> EXERCISE BRIEF: In the records from the start up to and including the line containing "18L129 61L170 27L185", replace "rough mask" with "coarse mask" and change nothing else. Give back only those lines, leaving out the pictures.

%%

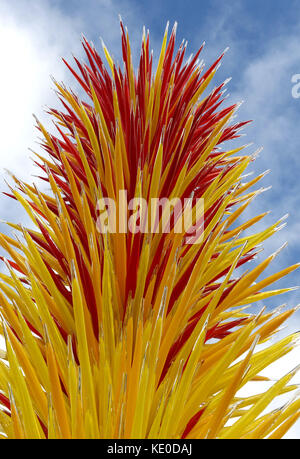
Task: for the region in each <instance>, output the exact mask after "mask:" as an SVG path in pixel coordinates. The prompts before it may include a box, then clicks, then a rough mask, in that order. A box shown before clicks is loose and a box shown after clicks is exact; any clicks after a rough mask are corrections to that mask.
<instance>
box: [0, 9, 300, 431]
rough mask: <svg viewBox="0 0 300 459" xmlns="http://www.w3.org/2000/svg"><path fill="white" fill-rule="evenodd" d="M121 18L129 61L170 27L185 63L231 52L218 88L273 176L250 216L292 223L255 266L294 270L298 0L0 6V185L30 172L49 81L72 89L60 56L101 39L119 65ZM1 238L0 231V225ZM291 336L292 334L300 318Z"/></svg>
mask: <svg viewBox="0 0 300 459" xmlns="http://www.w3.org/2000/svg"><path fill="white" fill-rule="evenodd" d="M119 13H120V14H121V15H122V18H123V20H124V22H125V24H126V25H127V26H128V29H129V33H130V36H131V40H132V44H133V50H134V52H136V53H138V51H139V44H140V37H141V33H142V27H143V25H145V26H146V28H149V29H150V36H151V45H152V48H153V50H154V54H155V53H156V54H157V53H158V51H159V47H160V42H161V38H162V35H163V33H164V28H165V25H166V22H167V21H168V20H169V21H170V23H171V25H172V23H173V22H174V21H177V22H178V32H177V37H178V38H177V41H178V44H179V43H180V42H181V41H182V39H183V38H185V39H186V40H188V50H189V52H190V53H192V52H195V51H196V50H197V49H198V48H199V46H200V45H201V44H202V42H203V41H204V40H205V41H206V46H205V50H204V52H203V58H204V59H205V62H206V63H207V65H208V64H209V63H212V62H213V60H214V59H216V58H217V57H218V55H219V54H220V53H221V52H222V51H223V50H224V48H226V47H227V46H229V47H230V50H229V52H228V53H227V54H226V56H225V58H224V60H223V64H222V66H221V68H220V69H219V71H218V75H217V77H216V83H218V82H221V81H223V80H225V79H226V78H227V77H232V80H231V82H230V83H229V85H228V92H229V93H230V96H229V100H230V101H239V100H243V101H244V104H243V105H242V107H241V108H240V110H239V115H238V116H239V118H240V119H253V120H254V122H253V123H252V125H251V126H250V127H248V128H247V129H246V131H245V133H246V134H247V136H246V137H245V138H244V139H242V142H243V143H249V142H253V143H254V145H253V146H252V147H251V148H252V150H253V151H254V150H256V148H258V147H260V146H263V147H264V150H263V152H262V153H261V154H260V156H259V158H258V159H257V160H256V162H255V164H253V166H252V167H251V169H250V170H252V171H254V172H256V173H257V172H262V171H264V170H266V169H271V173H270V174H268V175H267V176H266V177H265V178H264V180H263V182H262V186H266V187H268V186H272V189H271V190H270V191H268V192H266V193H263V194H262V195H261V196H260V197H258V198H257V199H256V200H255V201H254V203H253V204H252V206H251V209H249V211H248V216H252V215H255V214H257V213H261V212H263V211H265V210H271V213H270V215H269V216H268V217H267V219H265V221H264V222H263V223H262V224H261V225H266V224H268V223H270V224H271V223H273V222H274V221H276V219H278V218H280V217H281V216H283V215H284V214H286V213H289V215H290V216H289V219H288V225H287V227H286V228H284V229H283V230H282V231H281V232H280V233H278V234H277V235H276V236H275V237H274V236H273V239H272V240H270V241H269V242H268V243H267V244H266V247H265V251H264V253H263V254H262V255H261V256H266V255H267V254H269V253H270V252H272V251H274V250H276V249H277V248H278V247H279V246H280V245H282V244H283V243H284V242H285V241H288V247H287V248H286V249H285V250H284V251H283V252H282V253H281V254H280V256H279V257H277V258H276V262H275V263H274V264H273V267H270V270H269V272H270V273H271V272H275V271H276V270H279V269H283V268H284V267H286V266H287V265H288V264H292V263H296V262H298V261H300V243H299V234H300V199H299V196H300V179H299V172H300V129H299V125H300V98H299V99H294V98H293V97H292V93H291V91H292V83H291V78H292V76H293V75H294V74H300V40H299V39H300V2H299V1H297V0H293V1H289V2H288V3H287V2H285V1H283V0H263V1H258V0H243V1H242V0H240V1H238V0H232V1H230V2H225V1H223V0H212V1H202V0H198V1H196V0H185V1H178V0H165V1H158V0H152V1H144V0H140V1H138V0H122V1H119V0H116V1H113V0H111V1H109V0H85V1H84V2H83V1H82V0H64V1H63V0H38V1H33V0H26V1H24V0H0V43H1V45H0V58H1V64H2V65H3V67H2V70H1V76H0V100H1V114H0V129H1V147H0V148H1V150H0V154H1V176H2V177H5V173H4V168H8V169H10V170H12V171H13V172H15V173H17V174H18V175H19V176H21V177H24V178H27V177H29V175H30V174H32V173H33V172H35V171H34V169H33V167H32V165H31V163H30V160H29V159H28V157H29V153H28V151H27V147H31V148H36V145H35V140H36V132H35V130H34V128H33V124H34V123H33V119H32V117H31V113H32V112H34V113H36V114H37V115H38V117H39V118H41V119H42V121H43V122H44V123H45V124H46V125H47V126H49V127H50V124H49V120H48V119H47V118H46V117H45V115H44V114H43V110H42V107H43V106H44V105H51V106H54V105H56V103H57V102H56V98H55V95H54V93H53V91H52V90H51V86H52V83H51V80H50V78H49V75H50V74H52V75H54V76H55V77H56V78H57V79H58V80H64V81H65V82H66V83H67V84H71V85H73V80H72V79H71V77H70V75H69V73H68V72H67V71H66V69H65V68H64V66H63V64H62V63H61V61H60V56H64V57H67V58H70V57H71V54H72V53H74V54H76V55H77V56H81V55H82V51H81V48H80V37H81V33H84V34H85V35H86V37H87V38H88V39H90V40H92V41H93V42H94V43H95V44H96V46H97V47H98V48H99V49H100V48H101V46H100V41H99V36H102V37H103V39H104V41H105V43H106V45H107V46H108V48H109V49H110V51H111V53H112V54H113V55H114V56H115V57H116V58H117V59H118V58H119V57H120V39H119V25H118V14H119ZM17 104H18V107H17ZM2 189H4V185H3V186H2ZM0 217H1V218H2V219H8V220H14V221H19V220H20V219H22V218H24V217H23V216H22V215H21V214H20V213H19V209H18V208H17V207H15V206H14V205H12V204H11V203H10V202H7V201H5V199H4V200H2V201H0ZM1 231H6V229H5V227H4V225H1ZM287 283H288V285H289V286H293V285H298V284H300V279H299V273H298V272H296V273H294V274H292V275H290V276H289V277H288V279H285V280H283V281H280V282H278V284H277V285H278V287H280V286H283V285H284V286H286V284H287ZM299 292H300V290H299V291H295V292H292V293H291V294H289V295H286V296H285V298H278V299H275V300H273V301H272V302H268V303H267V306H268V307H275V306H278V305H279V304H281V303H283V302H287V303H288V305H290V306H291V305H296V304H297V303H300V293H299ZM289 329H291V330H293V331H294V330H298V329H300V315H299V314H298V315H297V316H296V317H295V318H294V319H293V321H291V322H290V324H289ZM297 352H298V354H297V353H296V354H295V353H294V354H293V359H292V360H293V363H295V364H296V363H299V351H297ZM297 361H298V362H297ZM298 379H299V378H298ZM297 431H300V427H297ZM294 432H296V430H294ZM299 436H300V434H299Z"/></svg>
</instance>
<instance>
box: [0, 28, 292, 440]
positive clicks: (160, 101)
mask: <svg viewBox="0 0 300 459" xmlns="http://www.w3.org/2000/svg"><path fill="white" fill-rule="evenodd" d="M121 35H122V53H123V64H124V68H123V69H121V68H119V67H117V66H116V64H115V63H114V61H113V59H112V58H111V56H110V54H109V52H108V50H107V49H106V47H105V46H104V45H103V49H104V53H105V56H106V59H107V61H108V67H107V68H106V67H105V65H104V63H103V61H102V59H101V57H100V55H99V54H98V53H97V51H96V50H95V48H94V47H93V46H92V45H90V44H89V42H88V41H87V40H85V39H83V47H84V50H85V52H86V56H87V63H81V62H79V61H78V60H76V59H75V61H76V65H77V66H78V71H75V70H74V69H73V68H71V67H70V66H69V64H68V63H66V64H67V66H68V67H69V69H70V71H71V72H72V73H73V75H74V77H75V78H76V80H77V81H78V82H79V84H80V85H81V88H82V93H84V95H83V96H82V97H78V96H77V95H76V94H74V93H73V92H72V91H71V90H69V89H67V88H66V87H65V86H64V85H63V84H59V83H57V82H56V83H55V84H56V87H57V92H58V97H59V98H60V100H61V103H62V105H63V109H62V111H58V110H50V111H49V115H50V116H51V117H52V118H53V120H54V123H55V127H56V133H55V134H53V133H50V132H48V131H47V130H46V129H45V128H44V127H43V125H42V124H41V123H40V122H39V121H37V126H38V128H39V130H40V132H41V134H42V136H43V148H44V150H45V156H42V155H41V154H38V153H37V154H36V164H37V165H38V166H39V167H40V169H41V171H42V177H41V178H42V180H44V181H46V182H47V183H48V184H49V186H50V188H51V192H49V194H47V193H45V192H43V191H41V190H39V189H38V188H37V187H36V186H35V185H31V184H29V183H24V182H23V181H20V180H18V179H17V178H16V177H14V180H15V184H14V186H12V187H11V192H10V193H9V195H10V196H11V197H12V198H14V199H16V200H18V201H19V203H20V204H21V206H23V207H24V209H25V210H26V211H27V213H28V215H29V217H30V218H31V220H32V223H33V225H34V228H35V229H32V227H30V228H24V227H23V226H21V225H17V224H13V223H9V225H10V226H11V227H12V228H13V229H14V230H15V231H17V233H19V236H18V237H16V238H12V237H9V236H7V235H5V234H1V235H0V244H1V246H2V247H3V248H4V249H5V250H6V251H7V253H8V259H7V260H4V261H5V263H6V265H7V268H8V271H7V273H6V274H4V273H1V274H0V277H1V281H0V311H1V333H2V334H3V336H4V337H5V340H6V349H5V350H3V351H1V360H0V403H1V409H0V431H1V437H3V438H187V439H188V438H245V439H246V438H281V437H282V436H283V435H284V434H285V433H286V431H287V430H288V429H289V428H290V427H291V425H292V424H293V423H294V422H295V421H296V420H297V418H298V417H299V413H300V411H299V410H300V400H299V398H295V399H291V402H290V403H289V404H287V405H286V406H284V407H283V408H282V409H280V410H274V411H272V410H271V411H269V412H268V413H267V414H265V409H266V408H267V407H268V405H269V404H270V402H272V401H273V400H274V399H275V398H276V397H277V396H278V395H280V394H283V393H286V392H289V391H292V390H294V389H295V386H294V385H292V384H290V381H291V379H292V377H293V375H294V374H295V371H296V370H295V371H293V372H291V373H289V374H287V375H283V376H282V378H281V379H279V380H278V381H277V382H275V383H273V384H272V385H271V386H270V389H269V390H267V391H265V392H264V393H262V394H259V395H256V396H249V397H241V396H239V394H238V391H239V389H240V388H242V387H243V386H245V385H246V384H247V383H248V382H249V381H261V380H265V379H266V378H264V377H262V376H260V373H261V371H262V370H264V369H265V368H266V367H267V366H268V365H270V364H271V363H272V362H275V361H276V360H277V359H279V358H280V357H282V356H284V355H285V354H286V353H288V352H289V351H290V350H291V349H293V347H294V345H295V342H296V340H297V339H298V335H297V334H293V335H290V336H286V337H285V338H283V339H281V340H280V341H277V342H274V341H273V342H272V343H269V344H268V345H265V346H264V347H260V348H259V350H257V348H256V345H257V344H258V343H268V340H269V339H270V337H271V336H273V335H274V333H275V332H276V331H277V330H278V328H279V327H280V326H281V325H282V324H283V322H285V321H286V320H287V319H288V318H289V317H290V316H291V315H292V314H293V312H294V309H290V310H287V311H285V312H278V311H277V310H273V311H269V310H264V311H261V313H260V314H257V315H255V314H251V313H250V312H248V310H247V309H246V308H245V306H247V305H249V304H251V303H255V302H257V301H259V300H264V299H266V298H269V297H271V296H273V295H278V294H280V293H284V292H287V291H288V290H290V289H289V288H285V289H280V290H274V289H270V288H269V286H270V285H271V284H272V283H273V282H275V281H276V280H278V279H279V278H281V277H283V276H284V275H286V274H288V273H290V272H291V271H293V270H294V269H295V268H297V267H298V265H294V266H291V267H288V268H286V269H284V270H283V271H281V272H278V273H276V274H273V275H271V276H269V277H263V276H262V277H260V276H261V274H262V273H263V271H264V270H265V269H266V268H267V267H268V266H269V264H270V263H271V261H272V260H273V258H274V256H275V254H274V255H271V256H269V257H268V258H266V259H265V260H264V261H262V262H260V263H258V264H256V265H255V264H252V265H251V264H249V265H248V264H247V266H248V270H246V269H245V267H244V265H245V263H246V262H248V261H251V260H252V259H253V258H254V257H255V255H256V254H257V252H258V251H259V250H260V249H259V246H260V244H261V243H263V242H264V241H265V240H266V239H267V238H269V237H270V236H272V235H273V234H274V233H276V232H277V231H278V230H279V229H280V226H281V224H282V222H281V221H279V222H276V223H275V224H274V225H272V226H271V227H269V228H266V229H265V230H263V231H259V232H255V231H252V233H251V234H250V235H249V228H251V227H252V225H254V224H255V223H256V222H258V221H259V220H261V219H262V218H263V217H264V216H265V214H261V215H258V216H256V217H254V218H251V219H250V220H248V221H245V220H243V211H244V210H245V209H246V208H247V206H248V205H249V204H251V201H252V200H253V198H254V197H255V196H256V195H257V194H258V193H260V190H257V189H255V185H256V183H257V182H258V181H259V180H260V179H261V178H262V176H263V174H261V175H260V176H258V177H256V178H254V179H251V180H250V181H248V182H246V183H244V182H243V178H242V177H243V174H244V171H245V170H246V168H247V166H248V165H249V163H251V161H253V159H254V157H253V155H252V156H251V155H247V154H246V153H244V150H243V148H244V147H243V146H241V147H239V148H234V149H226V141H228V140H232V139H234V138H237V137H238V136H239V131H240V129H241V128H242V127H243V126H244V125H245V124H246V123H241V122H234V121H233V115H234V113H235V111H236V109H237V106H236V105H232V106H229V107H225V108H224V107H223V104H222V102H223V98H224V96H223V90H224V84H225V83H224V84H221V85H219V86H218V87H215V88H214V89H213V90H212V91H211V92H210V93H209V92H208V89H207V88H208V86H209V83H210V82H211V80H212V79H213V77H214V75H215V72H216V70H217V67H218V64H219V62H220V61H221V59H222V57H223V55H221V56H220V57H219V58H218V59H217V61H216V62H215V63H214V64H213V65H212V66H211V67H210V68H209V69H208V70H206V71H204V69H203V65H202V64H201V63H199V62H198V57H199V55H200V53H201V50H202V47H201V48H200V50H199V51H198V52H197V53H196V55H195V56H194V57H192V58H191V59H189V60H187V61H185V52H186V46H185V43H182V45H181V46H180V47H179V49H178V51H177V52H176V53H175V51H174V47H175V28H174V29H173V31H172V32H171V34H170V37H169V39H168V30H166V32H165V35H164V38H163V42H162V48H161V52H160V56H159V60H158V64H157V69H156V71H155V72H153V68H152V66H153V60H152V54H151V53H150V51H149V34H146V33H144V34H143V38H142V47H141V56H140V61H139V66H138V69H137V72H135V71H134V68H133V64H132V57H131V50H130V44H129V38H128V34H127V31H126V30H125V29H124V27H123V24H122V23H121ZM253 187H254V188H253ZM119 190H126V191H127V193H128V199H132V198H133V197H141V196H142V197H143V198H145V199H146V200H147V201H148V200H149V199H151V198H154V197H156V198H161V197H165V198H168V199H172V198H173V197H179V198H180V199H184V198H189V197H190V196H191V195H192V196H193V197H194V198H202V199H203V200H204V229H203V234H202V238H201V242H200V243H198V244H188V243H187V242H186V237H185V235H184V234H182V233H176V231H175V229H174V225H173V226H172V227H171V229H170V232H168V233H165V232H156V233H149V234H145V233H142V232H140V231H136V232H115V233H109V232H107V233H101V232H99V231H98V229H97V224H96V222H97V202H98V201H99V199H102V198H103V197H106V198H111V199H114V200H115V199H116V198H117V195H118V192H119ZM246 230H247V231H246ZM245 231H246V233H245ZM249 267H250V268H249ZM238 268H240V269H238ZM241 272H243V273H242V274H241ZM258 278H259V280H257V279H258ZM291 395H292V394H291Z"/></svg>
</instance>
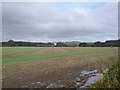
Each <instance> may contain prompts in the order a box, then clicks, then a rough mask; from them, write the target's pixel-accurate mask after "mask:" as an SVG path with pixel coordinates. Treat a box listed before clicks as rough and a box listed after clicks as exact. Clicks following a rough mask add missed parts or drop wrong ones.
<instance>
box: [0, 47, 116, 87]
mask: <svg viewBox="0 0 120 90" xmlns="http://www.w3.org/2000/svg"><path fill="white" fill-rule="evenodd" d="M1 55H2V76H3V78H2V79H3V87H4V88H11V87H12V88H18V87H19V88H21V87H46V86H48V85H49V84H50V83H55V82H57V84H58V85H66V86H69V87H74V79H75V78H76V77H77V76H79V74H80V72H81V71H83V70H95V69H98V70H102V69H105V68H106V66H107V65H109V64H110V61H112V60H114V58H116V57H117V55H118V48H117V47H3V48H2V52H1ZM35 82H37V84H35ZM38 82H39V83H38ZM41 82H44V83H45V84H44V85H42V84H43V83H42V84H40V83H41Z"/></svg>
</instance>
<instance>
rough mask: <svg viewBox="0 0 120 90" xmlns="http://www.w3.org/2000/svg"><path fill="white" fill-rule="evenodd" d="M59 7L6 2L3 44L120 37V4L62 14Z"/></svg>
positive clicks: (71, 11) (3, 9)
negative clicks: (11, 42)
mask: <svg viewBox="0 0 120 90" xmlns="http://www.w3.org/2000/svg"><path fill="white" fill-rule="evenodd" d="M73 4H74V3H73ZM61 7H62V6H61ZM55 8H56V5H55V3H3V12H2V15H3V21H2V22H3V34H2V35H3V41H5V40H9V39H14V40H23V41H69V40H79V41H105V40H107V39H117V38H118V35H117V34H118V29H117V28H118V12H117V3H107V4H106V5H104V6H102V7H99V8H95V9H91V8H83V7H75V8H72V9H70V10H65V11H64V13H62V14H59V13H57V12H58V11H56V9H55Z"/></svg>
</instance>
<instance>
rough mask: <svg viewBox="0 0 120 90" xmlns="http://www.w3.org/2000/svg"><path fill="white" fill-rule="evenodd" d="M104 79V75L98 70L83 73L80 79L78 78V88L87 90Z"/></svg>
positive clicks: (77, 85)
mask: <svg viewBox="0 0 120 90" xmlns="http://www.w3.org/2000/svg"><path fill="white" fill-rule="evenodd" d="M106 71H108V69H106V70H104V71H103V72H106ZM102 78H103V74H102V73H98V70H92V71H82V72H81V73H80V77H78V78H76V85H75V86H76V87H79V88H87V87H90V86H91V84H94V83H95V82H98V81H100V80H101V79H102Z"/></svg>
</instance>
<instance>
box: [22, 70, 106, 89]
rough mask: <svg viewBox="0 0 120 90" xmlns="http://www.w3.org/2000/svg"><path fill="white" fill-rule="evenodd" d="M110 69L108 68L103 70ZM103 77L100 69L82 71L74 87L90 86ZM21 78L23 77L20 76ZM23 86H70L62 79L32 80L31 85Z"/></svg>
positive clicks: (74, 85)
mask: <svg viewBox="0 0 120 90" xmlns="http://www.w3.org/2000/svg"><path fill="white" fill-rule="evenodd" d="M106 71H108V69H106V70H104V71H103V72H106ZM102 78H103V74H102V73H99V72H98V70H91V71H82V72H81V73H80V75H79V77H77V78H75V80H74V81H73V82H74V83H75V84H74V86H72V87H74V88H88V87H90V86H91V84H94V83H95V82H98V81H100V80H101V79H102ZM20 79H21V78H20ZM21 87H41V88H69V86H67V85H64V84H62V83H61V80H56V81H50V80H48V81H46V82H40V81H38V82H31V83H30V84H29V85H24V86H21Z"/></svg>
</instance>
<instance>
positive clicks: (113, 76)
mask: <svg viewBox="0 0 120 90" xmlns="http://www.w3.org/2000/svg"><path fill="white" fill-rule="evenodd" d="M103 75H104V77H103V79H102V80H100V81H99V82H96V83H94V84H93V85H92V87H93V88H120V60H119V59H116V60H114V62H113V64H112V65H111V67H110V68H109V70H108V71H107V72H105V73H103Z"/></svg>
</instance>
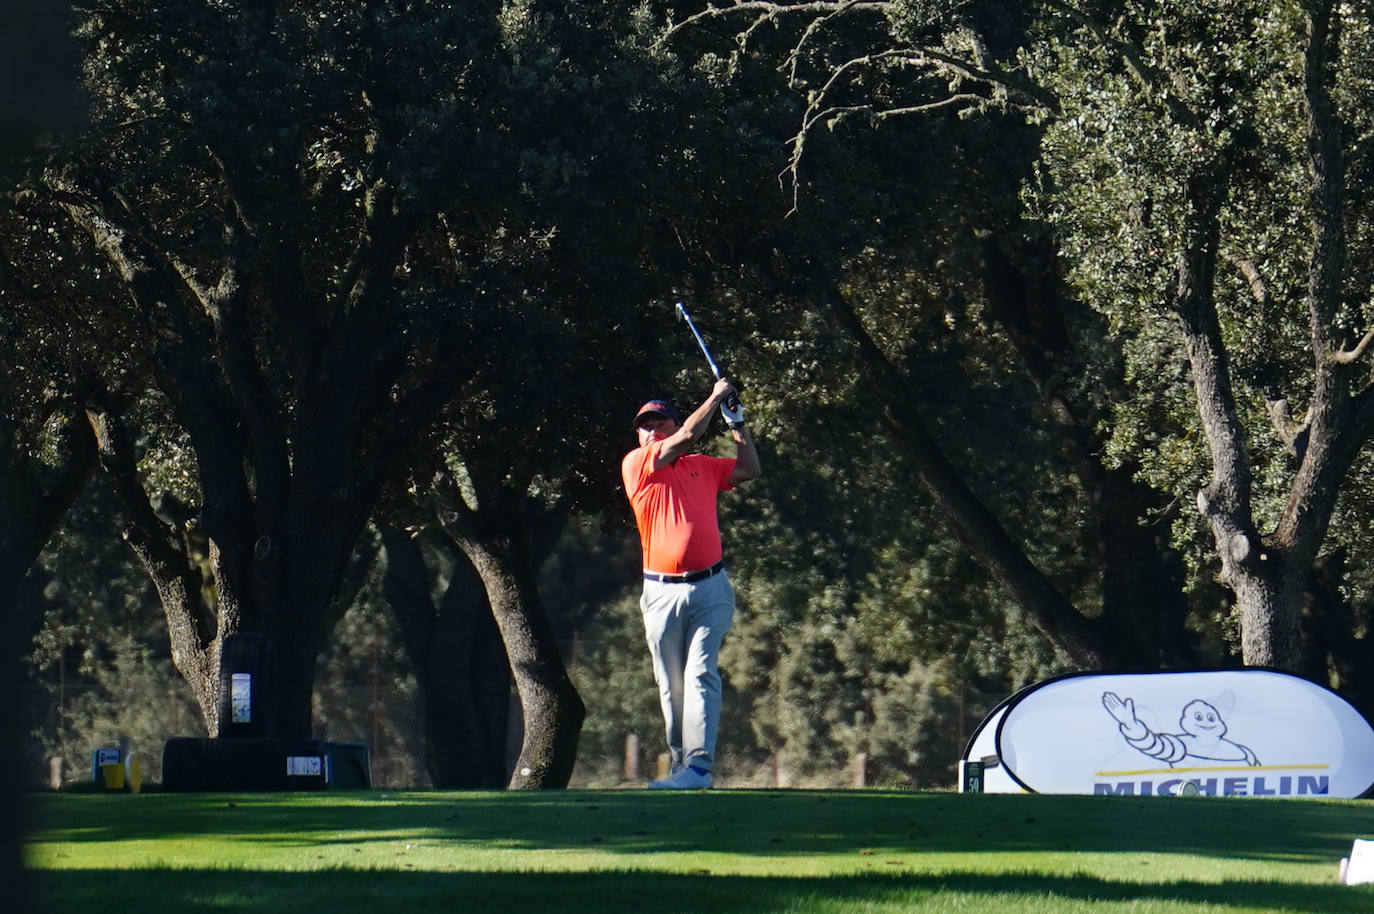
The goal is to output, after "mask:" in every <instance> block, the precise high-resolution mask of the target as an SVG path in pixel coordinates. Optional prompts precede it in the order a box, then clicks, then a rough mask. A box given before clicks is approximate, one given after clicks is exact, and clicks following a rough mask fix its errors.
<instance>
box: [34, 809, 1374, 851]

%%

> ANSWER TO THE PROBLEM:
Task: for the region in each <instance>, output the exact mask after "mask:" as an SVG path in pixel coordinates. The prompts before it may include a box, then clicks, then a coarse mask, in that order. A box shown before clicks is loose and a box shown after clicks is exact; any clicks after a coarse mask are corrections to that mask.
<instance>
box: [0, 9, 300, 431]
coarse mask: <svg viewBox="0 0 300 459" xmlns="http://www.w3.org/2000/svg"><path fill="white" fill-rule="evenodd" d="M121 18L129 61L170 27L185 63L231 52L218 88L273 176L250 216L292 223L255 266L294 270L298 0L0 6V185L30 172L49 81L72 89L60 56L101 39L119 65ZM1 238L0 231V225ZM291 336L292 334L300 318Z"/></svg>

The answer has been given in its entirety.